> What to produce: Lines from the start of the data through the line containing "Target: yellow tang fish" must be given again exactly. Leave the others out.

(Saved data entries)
= = = = = = =
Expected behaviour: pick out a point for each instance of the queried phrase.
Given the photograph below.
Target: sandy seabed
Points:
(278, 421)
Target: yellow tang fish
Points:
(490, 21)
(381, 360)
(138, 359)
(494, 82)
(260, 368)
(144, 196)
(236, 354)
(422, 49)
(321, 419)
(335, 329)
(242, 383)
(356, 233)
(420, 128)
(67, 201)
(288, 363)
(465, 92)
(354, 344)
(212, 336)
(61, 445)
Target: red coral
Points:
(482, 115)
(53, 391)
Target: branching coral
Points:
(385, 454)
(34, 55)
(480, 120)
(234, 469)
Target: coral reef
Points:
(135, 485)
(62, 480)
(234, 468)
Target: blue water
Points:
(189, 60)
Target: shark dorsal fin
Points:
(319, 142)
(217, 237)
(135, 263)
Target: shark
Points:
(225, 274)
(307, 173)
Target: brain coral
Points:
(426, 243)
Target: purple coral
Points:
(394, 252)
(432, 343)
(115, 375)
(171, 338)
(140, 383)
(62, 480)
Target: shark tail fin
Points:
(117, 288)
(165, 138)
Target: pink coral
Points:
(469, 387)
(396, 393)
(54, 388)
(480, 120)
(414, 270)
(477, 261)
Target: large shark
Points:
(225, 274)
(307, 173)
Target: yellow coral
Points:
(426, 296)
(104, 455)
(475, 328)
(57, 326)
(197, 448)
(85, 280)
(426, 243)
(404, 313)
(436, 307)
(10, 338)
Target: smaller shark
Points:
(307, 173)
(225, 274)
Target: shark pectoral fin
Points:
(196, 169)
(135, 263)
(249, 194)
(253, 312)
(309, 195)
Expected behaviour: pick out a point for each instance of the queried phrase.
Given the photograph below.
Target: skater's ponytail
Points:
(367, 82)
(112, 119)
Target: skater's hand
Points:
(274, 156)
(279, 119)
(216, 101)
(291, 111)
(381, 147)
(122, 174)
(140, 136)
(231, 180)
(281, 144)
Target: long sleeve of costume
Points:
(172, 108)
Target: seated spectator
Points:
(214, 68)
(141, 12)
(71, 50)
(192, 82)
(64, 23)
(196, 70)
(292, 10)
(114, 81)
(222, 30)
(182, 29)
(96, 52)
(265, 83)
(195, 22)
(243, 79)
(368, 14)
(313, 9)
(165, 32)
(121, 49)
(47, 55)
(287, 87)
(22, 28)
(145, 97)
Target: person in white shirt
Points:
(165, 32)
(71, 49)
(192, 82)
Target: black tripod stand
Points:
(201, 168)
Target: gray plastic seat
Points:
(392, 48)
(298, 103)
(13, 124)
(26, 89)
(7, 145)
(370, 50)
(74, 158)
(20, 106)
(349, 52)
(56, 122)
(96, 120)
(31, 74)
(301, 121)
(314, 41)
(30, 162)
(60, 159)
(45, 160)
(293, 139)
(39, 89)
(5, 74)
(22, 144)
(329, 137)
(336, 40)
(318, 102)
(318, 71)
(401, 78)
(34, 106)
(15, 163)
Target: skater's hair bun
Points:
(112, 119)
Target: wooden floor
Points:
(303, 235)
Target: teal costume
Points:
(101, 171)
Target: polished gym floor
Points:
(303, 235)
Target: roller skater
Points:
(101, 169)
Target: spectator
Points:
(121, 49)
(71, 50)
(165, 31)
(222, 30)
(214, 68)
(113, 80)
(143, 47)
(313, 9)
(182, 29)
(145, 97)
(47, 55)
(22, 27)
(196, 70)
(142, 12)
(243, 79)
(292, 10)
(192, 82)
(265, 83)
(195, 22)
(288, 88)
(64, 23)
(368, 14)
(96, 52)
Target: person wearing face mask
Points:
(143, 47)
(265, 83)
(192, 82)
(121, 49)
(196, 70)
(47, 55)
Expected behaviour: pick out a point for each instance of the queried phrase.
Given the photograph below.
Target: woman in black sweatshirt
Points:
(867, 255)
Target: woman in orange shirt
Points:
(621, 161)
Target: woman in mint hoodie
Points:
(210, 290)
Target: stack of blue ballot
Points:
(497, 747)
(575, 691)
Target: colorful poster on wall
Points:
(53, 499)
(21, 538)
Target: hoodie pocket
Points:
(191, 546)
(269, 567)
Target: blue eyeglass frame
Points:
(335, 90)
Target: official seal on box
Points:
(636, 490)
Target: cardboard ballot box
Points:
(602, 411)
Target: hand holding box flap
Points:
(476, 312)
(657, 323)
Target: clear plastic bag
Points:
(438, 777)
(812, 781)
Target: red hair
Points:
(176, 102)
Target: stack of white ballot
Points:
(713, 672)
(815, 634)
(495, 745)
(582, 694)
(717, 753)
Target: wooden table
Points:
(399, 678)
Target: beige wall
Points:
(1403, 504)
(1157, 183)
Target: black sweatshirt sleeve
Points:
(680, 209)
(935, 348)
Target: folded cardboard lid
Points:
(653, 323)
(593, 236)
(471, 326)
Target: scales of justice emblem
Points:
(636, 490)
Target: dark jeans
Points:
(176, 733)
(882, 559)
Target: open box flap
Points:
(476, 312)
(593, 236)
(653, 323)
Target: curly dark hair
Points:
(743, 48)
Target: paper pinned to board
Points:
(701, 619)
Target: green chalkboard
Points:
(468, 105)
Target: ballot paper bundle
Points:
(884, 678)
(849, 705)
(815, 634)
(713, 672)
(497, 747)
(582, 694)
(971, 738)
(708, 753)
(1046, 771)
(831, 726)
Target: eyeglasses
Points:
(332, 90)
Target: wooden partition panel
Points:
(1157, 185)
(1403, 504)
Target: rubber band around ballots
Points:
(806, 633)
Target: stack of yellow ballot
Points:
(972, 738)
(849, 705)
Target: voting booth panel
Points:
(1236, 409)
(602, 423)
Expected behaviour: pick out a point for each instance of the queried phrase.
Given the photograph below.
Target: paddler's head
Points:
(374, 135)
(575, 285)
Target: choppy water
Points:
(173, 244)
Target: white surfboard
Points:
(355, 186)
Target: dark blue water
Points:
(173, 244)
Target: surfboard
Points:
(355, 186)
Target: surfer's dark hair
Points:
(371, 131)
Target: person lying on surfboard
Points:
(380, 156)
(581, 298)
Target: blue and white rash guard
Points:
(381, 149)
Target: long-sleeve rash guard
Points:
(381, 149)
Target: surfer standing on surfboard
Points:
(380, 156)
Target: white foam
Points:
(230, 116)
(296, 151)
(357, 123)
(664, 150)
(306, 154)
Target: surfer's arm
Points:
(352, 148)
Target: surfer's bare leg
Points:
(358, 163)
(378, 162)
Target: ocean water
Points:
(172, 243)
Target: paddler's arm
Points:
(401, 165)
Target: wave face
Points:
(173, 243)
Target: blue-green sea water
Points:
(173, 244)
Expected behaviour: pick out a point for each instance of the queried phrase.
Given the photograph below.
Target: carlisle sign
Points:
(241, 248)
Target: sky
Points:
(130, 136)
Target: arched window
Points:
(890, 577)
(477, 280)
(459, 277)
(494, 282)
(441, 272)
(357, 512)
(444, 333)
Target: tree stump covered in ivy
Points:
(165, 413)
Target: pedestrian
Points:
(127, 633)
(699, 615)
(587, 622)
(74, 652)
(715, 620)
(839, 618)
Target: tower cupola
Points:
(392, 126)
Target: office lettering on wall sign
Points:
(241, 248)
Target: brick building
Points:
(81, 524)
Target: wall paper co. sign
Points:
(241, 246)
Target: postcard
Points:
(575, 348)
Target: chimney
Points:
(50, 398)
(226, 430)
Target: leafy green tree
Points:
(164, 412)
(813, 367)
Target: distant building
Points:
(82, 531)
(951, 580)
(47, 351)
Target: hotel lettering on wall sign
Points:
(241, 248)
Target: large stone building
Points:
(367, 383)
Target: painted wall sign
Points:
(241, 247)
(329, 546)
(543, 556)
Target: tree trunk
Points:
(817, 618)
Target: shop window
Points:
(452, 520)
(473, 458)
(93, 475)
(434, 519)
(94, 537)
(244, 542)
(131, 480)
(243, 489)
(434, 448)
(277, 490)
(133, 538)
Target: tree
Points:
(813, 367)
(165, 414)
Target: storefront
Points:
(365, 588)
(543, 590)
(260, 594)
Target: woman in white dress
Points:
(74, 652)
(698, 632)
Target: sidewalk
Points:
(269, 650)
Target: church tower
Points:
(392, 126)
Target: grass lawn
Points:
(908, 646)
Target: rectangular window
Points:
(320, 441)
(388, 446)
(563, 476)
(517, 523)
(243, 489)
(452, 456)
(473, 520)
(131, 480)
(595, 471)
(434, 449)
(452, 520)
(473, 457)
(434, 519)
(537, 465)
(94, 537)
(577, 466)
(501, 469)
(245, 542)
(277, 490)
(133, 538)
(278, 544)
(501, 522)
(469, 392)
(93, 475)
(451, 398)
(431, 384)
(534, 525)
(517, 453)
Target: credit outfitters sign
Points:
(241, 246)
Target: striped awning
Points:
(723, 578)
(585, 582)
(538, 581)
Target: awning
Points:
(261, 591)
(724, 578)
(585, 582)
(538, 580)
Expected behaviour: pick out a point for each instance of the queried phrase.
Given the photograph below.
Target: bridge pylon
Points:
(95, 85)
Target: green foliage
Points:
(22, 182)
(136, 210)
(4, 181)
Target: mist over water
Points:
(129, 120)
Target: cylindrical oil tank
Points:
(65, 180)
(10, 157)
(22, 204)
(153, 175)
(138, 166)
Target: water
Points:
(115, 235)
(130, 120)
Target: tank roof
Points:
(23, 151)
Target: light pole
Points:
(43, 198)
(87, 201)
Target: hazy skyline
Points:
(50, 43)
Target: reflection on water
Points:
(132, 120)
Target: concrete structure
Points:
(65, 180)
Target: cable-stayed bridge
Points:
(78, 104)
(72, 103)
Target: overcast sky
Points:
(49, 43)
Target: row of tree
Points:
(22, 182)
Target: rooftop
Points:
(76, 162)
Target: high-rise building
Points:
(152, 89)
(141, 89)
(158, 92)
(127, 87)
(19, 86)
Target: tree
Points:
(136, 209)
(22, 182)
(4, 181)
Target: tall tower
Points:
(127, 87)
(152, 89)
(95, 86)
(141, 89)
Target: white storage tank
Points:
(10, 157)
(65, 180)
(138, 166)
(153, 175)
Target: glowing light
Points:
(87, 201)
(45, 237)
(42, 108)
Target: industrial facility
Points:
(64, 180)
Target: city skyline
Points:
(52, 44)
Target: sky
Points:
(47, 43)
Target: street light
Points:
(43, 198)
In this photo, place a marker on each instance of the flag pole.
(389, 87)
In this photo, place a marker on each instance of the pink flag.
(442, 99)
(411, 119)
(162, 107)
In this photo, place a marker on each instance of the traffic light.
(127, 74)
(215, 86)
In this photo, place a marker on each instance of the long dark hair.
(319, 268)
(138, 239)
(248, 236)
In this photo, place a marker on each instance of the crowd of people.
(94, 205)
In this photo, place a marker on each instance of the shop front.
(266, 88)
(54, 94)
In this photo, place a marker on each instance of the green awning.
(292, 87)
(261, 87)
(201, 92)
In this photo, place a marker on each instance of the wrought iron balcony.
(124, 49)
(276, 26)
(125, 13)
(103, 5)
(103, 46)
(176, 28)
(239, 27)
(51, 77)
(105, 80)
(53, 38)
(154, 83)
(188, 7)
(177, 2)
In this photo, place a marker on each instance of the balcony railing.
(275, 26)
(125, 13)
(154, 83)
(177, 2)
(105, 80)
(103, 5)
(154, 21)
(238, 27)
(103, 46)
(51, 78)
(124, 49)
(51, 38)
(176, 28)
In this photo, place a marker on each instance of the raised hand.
= = = = = = =
> Answer to this exercise:
Expected behaviour: pick out a point for each instance of the queried phrase.
Given the photograph below.
Target: sandy seabed
Points:
(278, 421)
Target: yellow tang fish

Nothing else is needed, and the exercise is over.